TASK INPUTS>
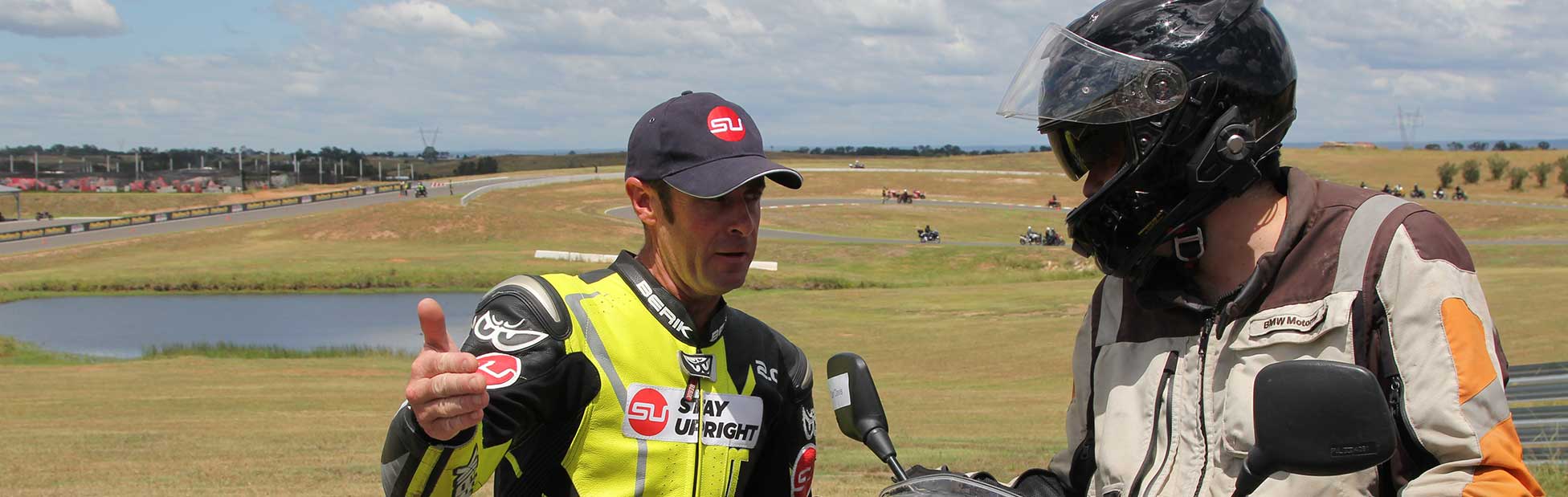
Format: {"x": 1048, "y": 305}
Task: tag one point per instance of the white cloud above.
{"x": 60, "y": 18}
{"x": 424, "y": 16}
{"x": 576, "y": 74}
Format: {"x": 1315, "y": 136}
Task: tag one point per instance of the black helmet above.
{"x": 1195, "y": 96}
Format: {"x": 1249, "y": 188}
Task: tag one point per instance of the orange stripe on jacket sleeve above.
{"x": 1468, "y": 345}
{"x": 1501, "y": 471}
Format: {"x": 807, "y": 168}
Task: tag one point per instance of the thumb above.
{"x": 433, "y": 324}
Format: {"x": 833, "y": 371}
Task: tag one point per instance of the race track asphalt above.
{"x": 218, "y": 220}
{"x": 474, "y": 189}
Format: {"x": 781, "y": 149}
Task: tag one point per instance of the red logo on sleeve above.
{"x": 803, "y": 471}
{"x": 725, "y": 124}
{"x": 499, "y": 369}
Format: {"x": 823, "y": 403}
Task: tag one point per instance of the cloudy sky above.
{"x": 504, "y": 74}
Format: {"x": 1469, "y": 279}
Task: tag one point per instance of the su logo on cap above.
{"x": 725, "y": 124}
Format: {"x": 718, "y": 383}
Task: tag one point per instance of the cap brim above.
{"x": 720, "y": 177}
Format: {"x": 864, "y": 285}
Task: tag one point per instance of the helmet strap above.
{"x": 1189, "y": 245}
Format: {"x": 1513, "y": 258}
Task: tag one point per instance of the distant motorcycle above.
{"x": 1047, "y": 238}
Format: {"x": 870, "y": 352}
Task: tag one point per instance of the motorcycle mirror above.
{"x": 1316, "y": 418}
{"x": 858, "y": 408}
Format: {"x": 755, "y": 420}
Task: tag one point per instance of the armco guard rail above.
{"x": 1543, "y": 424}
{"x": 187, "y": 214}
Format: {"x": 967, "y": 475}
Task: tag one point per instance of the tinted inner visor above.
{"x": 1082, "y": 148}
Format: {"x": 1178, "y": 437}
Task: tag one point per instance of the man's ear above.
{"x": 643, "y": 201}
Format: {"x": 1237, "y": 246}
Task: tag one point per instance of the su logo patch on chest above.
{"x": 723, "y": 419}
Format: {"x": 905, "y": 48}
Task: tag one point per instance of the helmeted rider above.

...

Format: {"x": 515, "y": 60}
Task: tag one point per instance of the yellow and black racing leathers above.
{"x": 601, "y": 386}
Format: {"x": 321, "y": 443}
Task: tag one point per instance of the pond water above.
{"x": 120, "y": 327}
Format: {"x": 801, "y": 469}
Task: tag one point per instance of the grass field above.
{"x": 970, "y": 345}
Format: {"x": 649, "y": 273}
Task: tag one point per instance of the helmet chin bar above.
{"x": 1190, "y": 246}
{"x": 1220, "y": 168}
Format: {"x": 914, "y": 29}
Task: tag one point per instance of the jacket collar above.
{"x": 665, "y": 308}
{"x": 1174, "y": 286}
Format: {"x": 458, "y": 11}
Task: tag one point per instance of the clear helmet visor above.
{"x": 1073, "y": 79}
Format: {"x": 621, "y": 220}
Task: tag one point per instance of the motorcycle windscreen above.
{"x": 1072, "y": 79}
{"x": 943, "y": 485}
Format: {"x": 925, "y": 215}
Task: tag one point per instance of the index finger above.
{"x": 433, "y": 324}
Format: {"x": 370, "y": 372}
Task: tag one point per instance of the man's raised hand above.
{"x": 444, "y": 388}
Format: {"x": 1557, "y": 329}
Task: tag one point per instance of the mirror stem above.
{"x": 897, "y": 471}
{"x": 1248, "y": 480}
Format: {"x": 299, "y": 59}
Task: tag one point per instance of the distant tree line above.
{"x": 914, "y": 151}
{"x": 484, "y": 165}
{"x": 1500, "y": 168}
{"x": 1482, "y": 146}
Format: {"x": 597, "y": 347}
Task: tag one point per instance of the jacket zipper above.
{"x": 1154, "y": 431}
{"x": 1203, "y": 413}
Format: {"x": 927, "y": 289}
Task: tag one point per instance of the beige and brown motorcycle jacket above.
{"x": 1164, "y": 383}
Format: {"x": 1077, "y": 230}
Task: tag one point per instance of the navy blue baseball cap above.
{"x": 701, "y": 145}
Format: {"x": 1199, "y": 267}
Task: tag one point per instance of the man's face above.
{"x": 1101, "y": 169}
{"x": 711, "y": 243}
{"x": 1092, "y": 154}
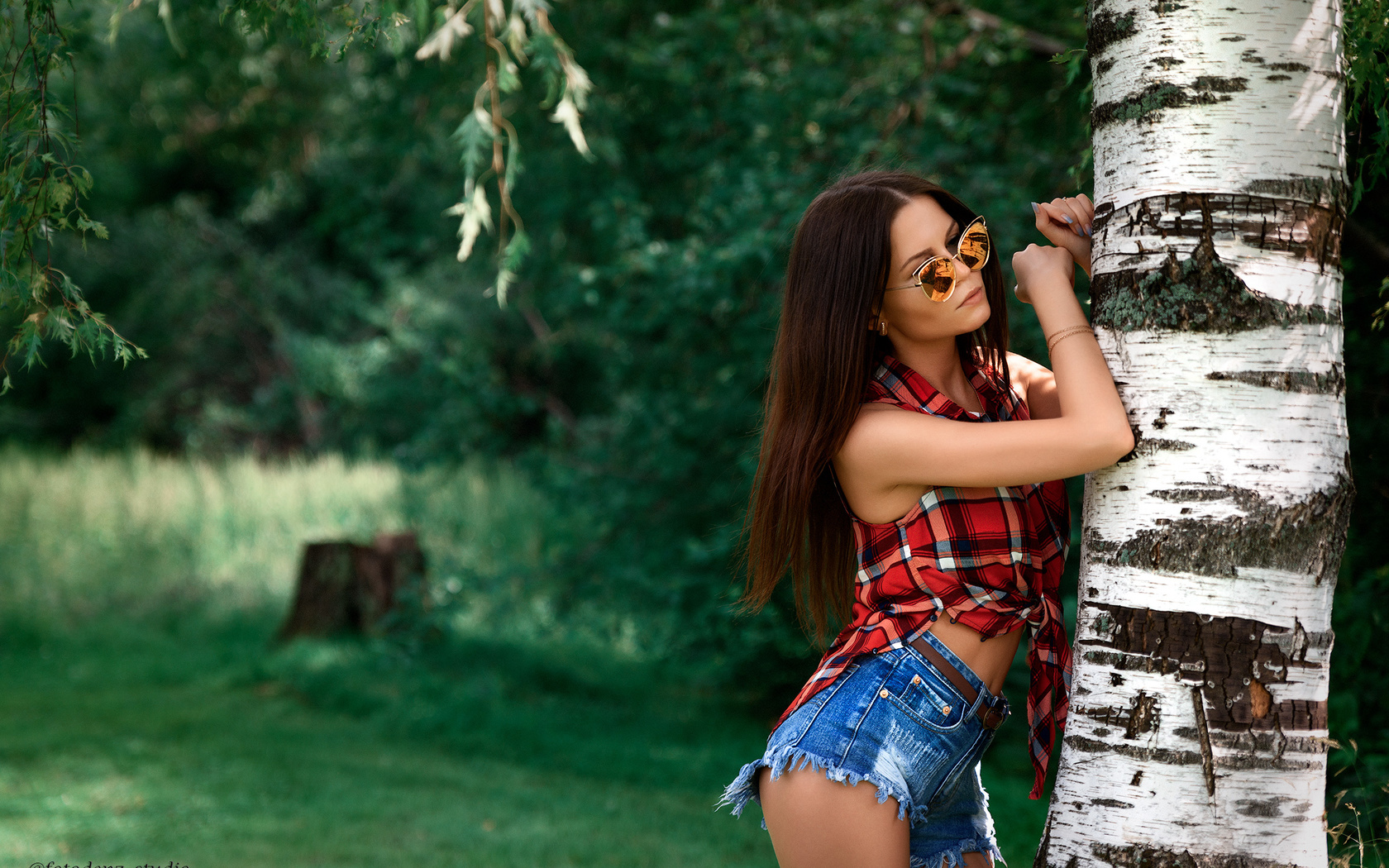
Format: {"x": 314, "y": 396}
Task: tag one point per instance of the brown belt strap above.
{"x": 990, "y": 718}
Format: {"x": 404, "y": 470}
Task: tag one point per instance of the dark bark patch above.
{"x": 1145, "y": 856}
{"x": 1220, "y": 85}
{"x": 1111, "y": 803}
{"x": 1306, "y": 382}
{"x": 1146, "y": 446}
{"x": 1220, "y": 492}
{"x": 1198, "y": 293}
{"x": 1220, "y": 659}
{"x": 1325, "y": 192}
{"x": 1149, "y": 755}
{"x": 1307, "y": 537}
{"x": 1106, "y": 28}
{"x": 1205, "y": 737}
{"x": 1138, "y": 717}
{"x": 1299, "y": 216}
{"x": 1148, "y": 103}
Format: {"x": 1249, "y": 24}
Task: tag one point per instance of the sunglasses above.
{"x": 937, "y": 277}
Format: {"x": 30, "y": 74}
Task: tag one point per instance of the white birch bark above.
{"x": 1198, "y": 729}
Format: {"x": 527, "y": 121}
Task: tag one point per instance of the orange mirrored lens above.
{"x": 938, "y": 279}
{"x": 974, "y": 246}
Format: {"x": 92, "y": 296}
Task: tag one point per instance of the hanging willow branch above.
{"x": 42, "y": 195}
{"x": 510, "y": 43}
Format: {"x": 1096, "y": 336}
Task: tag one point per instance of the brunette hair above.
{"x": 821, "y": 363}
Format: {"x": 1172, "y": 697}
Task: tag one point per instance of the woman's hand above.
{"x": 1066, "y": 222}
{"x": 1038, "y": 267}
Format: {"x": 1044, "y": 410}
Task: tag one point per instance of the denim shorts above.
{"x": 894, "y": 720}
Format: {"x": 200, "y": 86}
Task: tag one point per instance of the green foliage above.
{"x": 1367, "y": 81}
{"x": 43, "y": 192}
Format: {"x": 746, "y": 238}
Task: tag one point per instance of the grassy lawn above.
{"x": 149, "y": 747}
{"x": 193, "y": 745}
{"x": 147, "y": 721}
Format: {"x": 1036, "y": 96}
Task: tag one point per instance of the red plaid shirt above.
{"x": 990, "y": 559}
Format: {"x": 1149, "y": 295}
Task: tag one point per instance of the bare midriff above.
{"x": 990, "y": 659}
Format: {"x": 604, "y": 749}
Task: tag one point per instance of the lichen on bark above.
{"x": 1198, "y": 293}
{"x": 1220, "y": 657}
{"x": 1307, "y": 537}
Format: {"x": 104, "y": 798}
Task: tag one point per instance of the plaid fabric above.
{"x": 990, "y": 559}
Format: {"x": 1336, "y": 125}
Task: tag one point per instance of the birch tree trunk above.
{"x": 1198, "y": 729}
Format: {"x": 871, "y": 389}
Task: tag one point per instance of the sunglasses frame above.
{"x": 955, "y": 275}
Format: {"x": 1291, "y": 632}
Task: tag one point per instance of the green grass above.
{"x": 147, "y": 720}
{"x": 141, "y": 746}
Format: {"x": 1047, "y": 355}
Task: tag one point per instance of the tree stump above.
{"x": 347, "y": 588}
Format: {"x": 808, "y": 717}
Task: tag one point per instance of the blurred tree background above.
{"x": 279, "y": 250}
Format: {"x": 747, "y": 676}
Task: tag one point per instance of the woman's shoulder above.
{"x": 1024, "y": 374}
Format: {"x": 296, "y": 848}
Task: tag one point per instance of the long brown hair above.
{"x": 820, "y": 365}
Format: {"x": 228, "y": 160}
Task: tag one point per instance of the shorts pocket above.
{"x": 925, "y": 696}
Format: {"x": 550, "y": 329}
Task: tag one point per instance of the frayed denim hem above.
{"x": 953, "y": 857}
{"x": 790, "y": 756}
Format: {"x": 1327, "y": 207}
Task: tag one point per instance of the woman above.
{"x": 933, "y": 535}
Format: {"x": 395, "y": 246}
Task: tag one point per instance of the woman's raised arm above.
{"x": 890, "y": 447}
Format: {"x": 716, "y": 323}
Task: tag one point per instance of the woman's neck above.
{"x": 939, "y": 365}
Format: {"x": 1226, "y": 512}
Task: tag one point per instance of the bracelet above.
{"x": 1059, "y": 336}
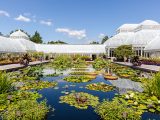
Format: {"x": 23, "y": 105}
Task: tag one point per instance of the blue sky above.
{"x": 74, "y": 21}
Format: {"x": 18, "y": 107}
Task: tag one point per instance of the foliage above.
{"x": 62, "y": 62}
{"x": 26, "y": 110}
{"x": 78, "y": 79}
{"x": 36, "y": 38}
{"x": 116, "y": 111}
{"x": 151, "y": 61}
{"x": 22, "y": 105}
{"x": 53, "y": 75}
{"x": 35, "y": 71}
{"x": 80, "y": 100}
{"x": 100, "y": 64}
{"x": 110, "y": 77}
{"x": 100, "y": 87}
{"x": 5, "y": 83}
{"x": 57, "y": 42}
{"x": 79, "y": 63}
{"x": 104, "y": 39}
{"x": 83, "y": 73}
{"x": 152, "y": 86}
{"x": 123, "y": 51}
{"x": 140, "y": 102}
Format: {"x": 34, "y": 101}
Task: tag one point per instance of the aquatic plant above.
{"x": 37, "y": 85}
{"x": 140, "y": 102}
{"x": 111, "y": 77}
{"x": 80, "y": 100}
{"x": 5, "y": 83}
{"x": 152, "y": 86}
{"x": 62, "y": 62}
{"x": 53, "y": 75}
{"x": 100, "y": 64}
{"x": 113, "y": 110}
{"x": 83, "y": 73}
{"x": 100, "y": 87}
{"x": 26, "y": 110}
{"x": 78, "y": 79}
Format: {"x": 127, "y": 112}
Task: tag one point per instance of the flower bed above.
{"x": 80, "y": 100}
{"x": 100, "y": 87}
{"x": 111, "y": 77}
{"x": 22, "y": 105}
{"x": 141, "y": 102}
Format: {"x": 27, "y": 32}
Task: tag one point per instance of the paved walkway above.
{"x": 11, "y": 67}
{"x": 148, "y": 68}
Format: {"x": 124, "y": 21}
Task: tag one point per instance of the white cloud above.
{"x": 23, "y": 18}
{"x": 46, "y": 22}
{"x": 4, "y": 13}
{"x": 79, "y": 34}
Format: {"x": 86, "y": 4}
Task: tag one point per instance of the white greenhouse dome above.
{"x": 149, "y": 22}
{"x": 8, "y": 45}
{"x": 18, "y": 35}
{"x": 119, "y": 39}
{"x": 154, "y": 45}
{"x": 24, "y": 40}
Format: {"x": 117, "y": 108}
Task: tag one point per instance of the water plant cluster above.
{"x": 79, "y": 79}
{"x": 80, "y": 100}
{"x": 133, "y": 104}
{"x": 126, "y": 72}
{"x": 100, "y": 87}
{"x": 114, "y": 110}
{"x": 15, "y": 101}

WHAT IS EXPECTED>
Using the entries above, extract exactly the span from the line with "Task: tag one point per instance of the cloudy" to the line with "Task: tag one point per instance of the helmeted", both lines included; leave out everything else.

RESULT OF THE TASK>
Task: tag one point per instance of the cloudy sky above.
{"x": 504, "y": 74}
Format: {"x": 1469, "y": 279}
Task: tag one point per instance of the su logo on cap above.
{"x": 725, "y": 124}
Format: {"x": 718, "y": 383}
Task: tag one point per instance of the cap brim above.
{"x": 720, "y": 177}
Format: {"x": 864, "y": 285}
Task: tag one point per instance of the helmet strap above.
{"x": 1189, "y": 245}
Format: {"x": 1513, "y": 258}
Task: tag one point per instance of the distant motorcycle above.
{"x": 1047, "y": 238}
Format: {"x": 870, "y": 352}
Task: tag one point per instance of the motorcycle mirror above.
{"x": 1316, "y": 418}
{"x": 858, "y": 408}
Format: {"x": 755, "y": 420}
Task: tag one point per instance of the armco guard rail above.
{"x": 1543, "y": 424}
{"x": 187, "y": 214}
Format: {"x": 967, "y": 475}
Task: tag one point per instance of the tinted inner visor above.
{"x": 1082, "y": 148}
Format: {"x": 1178, "y": 437}
Task: tag one point per instance of the man's ear above.
{"x": 643, "y": 201}
Format: {"x": 1237, "y": 246}
Task: tag one point per instance of the su logo patch on chest above.
{"x": 723, "y": 419}
Format: {"x": 905, "y": 48}
Task: tag one point per instance of the helmeted rider above.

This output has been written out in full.